TASK REQUIREMENTS –
Copy without pictures. Please restate each line of the listing exactly.

____________

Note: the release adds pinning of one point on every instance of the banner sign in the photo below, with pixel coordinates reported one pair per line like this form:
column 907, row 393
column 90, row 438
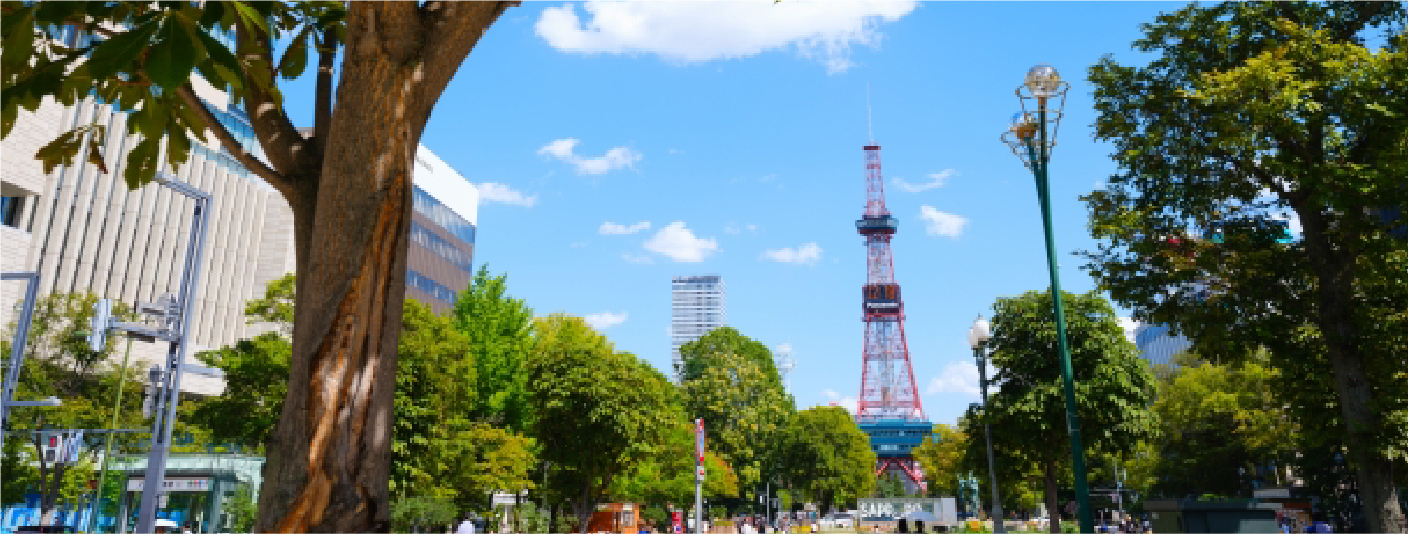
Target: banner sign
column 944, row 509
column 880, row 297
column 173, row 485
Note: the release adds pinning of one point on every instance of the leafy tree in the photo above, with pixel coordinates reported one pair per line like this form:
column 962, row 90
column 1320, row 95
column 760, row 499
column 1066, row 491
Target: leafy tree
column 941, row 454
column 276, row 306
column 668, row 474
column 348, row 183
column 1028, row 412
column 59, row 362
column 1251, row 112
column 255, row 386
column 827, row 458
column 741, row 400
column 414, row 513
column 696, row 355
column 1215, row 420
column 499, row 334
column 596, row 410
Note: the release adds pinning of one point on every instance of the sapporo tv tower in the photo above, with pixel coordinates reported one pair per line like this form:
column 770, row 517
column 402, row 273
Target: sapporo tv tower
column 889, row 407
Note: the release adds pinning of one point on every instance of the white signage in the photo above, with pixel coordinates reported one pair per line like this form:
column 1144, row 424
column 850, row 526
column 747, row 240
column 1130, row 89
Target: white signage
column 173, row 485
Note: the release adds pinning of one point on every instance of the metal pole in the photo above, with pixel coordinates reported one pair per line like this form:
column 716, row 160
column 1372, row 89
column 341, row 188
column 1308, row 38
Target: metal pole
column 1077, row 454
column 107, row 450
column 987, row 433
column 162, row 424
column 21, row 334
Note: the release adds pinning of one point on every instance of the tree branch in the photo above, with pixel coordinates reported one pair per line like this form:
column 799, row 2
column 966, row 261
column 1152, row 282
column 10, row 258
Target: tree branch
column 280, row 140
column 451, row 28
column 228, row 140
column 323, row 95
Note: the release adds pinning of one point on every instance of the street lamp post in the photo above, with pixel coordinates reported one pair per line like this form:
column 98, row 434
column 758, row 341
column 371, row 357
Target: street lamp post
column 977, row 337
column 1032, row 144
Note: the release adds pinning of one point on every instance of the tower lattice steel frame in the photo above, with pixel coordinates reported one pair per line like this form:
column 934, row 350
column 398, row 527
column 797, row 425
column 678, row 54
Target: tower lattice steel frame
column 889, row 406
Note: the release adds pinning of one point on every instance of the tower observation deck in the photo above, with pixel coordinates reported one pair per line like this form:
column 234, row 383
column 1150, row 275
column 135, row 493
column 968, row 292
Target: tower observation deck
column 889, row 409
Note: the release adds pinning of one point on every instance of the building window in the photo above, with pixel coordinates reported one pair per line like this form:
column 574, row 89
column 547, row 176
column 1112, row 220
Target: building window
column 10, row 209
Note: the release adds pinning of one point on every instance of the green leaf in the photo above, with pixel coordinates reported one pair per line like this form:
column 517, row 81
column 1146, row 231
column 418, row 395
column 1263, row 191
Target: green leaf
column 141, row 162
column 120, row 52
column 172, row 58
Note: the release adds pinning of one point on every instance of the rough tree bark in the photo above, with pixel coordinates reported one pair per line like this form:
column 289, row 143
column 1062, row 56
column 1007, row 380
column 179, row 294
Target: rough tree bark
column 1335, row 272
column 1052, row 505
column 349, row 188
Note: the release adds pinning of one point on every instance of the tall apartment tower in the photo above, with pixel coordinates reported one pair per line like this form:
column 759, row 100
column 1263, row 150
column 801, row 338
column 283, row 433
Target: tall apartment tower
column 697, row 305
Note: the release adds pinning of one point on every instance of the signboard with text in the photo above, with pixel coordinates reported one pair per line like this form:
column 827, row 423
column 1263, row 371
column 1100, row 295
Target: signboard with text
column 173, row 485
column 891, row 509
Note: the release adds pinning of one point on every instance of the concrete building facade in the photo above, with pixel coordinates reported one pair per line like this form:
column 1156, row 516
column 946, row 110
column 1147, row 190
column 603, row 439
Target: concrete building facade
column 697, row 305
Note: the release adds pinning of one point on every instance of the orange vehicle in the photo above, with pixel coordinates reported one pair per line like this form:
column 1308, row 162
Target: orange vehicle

____________

WRITTEN RESPONSE –
Note: the release adds pinning of one point on every instance of the banner sign in the photo below, with pixel coordinates reported one pair per line like this form:
column 907, row 393
column 90, row 438
Target: banner sign
column 944, row 509
column 880, row 297
column 173, row 485
Note: the release adds pinning of one point on every instance of the leafy tree in the photo above, with pixel coordinates reported one pair per line like this form:
column 962, row 90
column 1320, row 95
column 760, row 499
column 1066, row 491
Target: leafy tree
column 941, row 454
column 276, row 306
column 668, row 474
column 348, row 183
column 1028, row 412
column 59, row 362
column 1251, row 112
column 255, row 386
column 827, row 458
column 741, row 400
column 414, row 513
column 696, row 355
column 1215, row 420
column 499, row 334
column 596, row 410
Note: the release adds pinning of one point on every instance of the sapporo tv tower in the photo above, with pixel coordinates reported one pair per line like this form:
column 770, row 517
column 402, row 273
Target: sapporo tv tower
column 889, row 407
Note: the release adds pinning of one point on every instance of the white signage in the photo above, with pixel coordinates reported one pair per line like this form:
column 1144, row 424
column 850, row 526
column 747, row 240
column 1130, row 89
Target: white signage
column 173, row 485
Note: the release adds pinning of one point on every instance of the metal pole in the photo above, with pixel coordinates reported one pair per line like this form:
column 716, row 160
column 1372, row 89
column 341, row 188
column 1308, row 38
Target: metal pole
column 1077, row 454
column 107, row 450
column 987, row 433
column 162, row 424
column 21, row 334
Note: the release adds pinning of one point on every instance of the tree branch in the photo above, with pixel coordinates reported one pair per line like this form:
column 799, row 2
column 966, row 261
column 1152, row 282
column 10, row 258
Target: tree branch
column 280, row 140
column 451, row 28
column 228, row 140
column 323, row 95
Note: the release adds pinning of one point on every instance of the street lamp post in the photo above, with pixel coordinates reported one pair per line like this form:
column 98, row 434
column 758, row 341
column 371, row 357
Target: street lamp post
column 977, row 337
column 1032, row 144
Note: the release adds pinning of one point on every instance of the tower lattice steel frame in the photo above, with pixel coordinates reported one pair per line like this form:
column 934, row 350
column 398, row 527
column 797, row 425
column 678, row 54
Target: tower lattice steel frame
column 889, row 406
Note: the release adds pinning of one point on every instance of the tower observation deck in the photo above, with pixel coordinates reported one pair per line like this form:
column 234, row 383
column 1150, row 275
column 135, row 493
column 968, row 292
Target: tower observation deck
column 889, row 409
Note: the release adds pinning of one point on every instance of the building window in the photo above, with pixel coordinates reported one pair per line like this form:
column 574, row 89
column 547, row 176
column 1112, row 220
Target: building window
column 10, row 209
Note: the release adds pinning of one point on every instance of the green leaf in the photo above, with pixel coordinates reported one pair per line like this form:
column 517, row 81
column 1146, row 231
column 418, row 395
column 1263, row 191
Target: green leaf
column 141, row 162
column 120, row 52
column 172, row 58
Note: the release adds pinning of one point on every instance of the rough tree bark in the photo above, with pixel coordinates reported one pair per line like this form:
column 289, row 143
column 1062, row 56
column 1007, row 380
column 179, row 294
Target: rough tree bark
column 1335, row 272
column 1052, row 505
column 349, row 188
Note: the release adds pinning of one point on every instance of the tall apartment tower in the photo above, with pixel coordinates reported one pair per line like this form:
column 759, row 100
column 1263, row 150
column 801, row 338
column 283, row 433
Target: tall apartment tower
column 697, row 305
Note: the release adds pinning of one point on every instance of the signboard with text in the photo above, with pixel coordinates reported one pair per line like this form:
column 827, row 423
column 1263, row 371
column 1100, row 295
Target: signboard with text
column 173, row 485
column 891, row 509
Note: the release adds pinning of one point on every instance of the concrete building facade in the photo above, with pixel coordinates reported one pair per line like this form:
column 1156, row 516
column 946, row 110
column 1147, row 190
column 603, row 439
Target: concrete building facade
column 697, row 305
Note: the release adds pinning of one point on every instance of the orange vehicle in the photo above, with pixel coordinates reported one pair per line like this form:
column 1308, row 162
Target: orange vehicle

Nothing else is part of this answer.